— WHAT TO DO —
From the rows below, copy only the part that opens with the line containing "Step 1: Look at the image. Step 2: Find lawn." and closes with the line containing "[0,441,108,539]", both included and the request line kept as is. Scale every bounding box coordinate by 0.55, rounding to whole numbers with halves going up.

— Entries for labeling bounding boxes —
- - - - - - -

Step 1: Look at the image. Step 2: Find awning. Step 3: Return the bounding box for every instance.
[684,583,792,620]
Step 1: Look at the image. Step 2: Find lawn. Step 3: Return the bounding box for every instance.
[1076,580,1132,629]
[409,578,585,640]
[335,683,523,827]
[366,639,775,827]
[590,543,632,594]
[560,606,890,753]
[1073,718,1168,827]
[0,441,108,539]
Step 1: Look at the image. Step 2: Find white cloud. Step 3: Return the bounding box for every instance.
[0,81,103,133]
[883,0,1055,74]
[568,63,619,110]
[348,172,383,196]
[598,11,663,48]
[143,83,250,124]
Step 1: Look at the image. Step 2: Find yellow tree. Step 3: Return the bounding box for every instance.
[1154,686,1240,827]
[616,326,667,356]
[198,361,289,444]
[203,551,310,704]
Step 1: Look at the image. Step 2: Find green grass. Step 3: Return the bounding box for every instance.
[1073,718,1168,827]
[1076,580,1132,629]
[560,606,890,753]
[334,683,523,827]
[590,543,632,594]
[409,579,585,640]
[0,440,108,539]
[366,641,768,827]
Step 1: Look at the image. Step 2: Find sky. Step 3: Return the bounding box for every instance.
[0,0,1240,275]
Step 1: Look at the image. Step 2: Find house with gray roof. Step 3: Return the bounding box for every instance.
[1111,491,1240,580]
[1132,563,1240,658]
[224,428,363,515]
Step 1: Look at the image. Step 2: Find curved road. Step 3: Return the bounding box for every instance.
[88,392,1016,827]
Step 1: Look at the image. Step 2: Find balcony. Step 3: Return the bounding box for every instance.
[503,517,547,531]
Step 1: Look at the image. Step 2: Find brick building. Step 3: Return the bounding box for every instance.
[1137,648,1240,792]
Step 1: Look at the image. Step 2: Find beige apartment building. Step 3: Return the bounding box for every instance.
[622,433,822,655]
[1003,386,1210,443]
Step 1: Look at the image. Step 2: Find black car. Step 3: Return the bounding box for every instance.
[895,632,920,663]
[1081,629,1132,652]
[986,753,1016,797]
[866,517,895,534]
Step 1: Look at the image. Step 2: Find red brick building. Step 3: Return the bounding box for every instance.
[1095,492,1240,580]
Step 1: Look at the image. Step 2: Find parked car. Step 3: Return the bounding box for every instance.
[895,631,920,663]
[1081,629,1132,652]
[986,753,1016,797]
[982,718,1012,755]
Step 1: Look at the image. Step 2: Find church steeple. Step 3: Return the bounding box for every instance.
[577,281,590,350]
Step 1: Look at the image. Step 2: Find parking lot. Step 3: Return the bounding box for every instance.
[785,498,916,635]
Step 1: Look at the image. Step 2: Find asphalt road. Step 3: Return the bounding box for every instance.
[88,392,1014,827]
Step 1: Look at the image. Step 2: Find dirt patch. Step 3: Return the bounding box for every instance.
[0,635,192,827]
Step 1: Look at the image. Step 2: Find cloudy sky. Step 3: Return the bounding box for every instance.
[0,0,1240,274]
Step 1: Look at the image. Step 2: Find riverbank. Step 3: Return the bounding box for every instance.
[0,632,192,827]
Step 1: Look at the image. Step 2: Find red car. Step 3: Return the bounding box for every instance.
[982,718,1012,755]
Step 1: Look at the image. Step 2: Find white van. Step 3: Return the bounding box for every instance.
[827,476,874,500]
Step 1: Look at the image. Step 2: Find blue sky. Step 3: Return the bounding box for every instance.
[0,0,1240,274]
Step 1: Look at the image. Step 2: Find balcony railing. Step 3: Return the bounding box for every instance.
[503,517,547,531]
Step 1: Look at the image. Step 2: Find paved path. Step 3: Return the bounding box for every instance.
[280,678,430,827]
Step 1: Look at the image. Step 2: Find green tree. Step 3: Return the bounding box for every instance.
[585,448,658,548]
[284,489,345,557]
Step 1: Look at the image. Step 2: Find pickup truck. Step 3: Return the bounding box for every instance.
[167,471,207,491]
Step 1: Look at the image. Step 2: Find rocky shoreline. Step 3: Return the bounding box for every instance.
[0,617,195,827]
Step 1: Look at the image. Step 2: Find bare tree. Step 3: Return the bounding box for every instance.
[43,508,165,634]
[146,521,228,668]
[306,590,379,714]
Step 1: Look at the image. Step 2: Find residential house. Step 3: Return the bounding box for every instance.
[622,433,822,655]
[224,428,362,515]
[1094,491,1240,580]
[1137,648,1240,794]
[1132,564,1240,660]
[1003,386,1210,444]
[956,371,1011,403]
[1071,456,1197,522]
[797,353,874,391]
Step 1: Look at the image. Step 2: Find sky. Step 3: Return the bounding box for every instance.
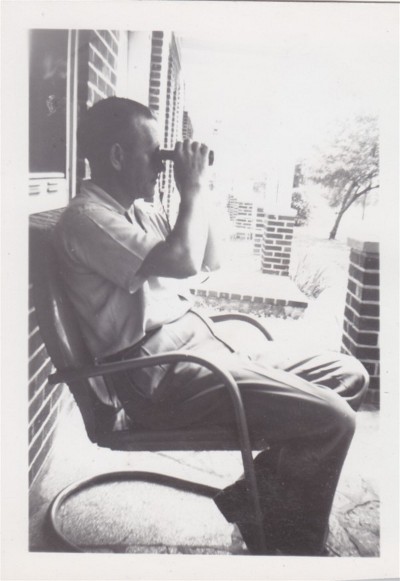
[176,3,396,182]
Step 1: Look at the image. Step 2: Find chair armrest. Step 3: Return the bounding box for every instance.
[210,313,273,341]
[49,351,263,548]
[49,351,253,482]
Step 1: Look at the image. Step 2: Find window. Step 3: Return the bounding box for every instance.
[29,30,77,213]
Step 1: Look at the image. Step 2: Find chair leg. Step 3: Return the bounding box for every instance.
[48,471,220,553]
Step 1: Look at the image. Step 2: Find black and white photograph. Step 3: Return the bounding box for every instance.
[2,0,400,581]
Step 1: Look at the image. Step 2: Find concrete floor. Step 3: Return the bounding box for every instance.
[30,402,380,557]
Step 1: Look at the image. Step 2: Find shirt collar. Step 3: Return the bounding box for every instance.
[77,180,126,215]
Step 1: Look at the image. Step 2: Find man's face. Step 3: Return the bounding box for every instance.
[120,118,164,202]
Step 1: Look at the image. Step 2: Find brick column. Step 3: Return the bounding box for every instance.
[342,238,380,404]
[261,210,295,276]
[253,206,265,254]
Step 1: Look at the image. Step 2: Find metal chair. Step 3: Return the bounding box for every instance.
[31,223,272,552]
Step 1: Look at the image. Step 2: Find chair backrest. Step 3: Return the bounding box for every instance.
[30,227,101,441]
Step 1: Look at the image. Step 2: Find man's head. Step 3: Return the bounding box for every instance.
[78,97,163,205]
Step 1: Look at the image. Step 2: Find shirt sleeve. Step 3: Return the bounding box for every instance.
[56,208,163,293]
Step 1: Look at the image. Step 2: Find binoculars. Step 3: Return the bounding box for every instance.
[159,149,214,165]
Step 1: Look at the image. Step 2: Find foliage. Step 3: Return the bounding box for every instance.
[291,192,311,226]
[309,116,379,239]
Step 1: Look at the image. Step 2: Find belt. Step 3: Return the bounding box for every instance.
[96,327,161,363]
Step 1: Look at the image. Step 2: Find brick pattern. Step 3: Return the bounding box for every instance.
[149,30,164,113]
[28,211,72,484]
[342,245,380,404]
[261,214,294,276]
[253,207,266,254]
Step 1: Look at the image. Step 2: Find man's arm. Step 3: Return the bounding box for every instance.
[138,140,216,279]
[201,213,220,271]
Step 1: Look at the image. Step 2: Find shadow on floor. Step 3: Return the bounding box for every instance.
[29,409,379,556]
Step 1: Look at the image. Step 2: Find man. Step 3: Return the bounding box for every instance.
[55,97,368,555]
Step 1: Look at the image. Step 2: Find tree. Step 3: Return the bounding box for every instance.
[310,116,379,240]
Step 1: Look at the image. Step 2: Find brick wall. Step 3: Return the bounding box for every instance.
[253,207,266,254]
[342,239,380,404]
[87,30,120,107]
[149,31,183,219]
[28,211,72,484]
[261,212,294,276]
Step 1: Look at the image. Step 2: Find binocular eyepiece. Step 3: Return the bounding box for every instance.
[159,149,214,165]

- - - - - - -

— COMPLETE ANSWER —
Step 1: Look at the image. Step 2: Find lawn. Step 3: Return the bounding box for every instance.
[592,319,623,346]
[225,318,322,352]
[184,376,288,455]
[201,351,426,455]
[325,299,348,327]
[308,333,490,414]
[590,395,642,455]
[0,243,59,296]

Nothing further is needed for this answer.